---- INPUT FOR THIS TASK

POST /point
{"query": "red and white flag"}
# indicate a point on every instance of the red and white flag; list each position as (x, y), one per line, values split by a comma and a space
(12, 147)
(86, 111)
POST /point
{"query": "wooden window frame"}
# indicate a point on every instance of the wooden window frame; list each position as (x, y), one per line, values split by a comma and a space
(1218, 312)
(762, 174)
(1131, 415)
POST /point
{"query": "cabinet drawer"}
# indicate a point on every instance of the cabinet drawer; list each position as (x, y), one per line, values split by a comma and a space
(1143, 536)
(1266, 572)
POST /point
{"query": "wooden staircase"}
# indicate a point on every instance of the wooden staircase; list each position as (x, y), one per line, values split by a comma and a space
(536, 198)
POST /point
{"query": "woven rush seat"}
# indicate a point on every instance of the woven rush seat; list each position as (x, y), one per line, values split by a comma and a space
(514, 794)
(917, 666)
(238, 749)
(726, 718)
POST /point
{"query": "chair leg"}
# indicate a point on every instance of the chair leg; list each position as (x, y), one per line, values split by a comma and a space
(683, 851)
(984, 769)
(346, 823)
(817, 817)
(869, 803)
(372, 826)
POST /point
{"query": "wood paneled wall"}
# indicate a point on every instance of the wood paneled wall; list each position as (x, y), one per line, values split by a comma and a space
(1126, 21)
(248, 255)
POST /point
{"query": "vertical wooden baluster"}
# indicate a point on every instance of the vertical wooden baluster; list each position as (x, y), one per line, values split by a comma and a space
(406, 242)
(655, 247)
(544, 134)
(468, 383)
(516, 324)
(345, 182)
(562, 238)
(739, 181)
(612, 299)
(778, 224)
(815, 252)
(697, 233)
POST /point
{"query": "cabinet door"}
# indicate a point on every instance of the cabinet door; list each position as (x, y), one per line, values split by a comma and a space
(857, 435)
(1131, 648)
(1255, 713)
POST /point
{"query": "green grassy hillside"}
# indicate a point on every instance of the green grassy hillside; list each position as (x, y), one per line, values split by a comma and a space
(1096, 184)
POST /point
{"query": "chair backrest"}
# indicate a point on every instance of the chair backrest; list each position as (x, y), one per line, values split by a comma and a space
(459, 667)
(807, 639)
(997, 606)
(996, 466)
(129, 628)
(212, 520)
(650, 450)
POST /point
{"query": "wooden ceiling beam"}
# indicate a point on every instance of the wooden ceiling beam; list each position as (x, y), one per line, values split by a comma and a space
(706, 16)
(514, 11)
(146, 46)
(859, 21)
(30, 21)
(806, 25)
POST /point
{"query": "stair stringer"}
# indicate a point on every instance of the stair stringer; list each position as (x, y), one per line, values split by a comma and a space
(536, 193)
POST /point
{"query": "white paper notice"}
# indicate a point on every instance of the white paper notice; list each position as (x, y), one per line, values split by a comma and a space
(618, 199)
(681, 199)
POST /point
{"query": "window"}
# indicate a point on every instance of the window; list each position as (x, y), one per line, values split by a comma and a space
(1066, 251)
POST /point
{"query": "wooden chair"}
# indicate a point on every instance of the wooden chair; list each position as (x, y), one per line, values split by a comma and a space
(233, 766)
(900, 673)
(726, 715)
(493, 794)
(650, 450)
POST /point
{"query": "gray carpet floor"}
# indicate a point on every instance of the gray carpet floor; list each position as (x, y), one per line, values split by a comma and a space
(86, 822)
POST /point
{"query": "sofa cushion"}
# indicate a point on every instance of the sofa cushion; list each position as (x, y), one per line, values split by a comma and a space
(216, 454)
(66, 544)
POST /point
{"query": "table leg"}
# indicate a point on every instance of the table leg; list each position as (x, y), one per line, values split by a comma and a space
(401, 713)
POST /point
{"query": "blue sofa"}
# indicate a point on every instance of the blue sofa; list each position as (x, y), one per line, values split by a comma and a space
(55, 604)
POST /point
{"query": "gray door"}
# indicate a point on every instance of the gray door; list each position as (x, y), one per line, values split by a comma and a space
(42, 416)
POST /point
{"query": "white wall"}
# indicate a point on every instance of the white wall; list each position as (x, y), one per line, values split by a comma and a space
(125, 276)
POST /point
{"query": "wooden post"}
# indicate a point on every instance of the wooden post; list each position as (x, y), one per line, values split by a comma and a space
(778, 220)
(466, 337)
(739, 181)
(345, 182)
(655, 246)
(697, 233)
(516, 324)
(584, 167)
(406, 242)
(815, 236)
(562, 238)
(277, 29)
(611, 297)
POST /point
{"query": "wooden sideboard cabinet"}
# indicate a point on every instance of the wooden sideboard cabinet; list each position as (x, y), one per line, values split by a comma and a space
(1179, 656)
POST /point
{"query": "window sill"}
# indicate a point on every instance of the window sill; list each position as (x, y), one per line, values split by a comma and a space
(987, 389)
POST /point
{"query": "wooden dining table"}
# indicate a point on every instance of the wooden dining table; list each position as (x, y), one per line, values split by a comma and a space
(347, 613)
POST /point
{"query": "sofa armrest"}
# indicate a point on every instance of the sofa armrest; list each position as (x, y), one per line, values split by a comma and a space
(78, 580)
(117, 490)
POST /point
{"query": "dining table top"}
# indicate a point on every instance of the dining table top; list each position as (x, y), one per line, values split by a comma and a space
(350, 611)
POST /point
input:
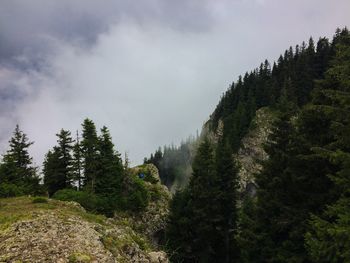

--------

**GOAL OF THE EXERCISE**. Write out the entries above in full and exactly; no pictures.

**TASK RESULT**.
POST /point
{"query": "red and white flag"}
# indicate a point on every instance of the red and white flag; list each position as (x, y), one per line, values split by a comma and a space
(12, 147)
(86, 111)
POST /point
{"query": "wooden window frame"}
# indicate a point on every instance of the wooden window frame; list each position as (x, y), one per line, values split by a comma and a space
(1218, 312)
(762, 174)
(1131, 415)
POST /point
{"query": "cabinet drawer"}
# indicate a point on every instance of the cabinet drawer; list each position as (x, y), one per line, values split by a comma and a space
(1143, 536)
(1266, 572)
POST /point
{"query": "wooden staircase"}
# indicate a point on every instance of the wooden staircase; list each position as (x, y), one per line, values split by a comma and a space
(536, 198)
POST /point
{"query": "woven rush seat"}
# indicate a point on every instance of the woven rush seat; list each position as (x, y), one per line, values split by a comma and a space
(514, 794)
(917, 666)
(238, 749)
(726, 718)
POST /point
{"query": "chair leg"}
# indicate a point on every instance of the chair leg; list each position as (x, y), one per line, values split by a comma and a space
(683, 851)
(984, 769)
(346, 823)
(817, 817)
(869, 803)
(372, 826)
POST /point
{"query": "wood paneled wall"}
# indicate a point on every instance of the wood paneled wall; list each position as (x, y), one per line, values split by a comma and a space
(1126, 21)
(248, 255)
POST /point
{"query": "vertical wooden baluster"}
# indicate a point on every instance of the vertical wooden baluster; list each position as (x, y), one per line, values split by a comma and a space
(406, 242)
(655, 247)
(544, 134)
(468, 383)
(516, 324)
(345, 182)
(562, 238)
(739, 181)
(612, 299)
(778, 224)
(815, 252)
(697, 233)
POST /point
{"query": "cabinet door"}
# indicate a point on every instance of the cabinet door; list each position as (x, y), one per line, values split by a comma and a space
(857, 435)
(1131, 648)
(1255, 713)
POST /point
{"query": "green grassy hillside"}
# indicate a point on every instance of the green grassy hillside; list each position as (x, y), one per line, values split by a comma and a space
(1096, 184)
POST /point
{"query": "chair backrest"}
# indicate a point on every instance of the chair backrest; list each position as (x, y), one per line, values split by a comma and a space
(459, 667)
(807, 639)
(997, 606)
(996, 466)
(129, 628)
(212, 520)
(650, 450)
POST /point
{"query": "wooden ceiling beam"}
# indicate a point on every instance of the wooden ceiling beam; list each position as (x, y), one per line, values split by a comma and a space
(706, 16)
(514, 11)
(146, 46)
(859, 21)
(30, 21)
(806, 25)
POST /point
{"query": "stair stringer"}
# indicate a point on every instance of the stair stringer; list each position as (x, y), one per line, values split by a comma and a space
(536, 193)
POST /point
{"query": "white paper notice"}
# indicate a point on every instance of the white paper notice; list each position as (x, y), one per line, values split by a comma and a space
(618, 199)
(681, 199)
POST /point
{"query": "window"}
# indicate a point on every instance of the window; list each position as (x, y), one per line, values split by a comma and a space
(1066, 251)
POST /point
{"query": "wooden chair"}
# indicate a point on every instance of the wooden chair; list each position as (x, y), one per line, values split by a comma and a space
(233, 766)
(900, 673)
(726, 715)
(493, 794)
(650, 450)
POST /point
{"query": "gray carpet floor"}
# indicate a point on every instance of the gray carpet floor; list each position as (x, y), one per line, values split by a comma and a space
(86, 822)
POST /point
{"query": "sofa cushion"}
# indicate a point on every instance of the sofa cushion; list each position as (x, y), one per line, values split by a comma and a space
(216, 454)
(66, 544)
POST /point
{"query": "table leg"}
# indicate a point on every instance of the table leg; list each position as (x, y), one per line, values split by a comma and a space
(401, 713)
POST /point
{"query": "blue sofa"}
# indicate a point on every instance of the blue sofa; list each position as (x, y), one per line, values split by a comma and a space
(55, 604)
POST /point
{"query": "gray door"}
# indicate a point on every instance of the gray door; list each position as (x, y), one per line, values split by a comma and a space
(42, 416)
POST /point
{"query": "white wall"}
# indicate a point on every instance of the white wall; list each position as (x, y), one per line, values split by a comma and a space
(125, 276)
POST /point
{"query": "wooden post"}
# indicate a point on every instance of the wooden post; list each position as (x, y), one per line, values split by a comma and a space
(778, 220)
(466, 337)
(739, 181)
(345, 182)
(655, 246)
(697, 233)
(516, 324)
(584, 167)
(406, 242)
(815, 236)
(562, 238)
(277, 29)
(611, 297)
POST /point
{"query": "wooden sideboard cabinet"}
# indicate a point on every instance of the wooden sideboard cabinet; list each position as (x, y), one per line, values split by a comma and a space
(1179, 656)
POST /point
{"query": "window sill"}
# indicate a point on every instance of the window sill; list each position as (x, y), one per line, values split by a comma and a space
(987, 389)
POST /point
{"query": "wooden dining table"}
# indicate a point on every instance of the wooden dining table; list each position as (x, y), one per line, values split by a comma and a space
(347, 613)
POST /point
{"query": "sofa armrest"}
# indicate a point on every instance of the sofa armrest; list each position as (x, y), one per line, values split by a comma and a space
(78, 580)
(117, 490)
POST /point
{"query": "dining table top"}
# indicate a point on every instance of the dining table top; list each position as (x, y), one per line, values split by a comma and a space
(350, 611)
POST /point
input:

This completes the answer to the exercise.